**短い練習:** 下の資料を書き直せ。「pointer」を「marker」に置き換え、それ以外は一切変えないこと。

**抽出資料:**
────────
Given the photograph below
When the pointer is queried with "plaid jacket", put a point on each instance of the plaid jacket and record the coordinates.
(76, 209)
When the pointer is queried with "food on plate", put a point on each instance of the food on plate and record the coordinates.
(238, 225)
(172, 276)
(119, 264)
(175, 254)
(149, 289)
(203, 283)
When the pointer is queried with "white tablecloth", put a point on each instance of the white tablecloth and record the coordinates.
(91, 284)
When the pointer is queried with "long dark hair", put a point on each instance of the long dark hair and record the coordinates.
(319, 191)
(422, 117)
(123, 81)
────────
**解答は以下:**
Given the photograph below
When the marker is queried with "plaid jacket", put a point on each instance of the plaid jacket and record the coordinates.
(76, 209)
When the marker is queried with "food on plate", put a point on each instance of the food on plate and record the coordinates.
(238, 225)
(172, 276)
(119, 264)
(175, 254)
(149, 289)
(203, 283)
When the marker is queried with "white tablecloth", put a point on each instance of the white tablecloth and record the coordinates.
(91, 284)
When the marker is queried with "long dark hair", put a point on each instance of the long dark hair and record the coordinates.
(319, 191)
(422, 117)
(123, 81)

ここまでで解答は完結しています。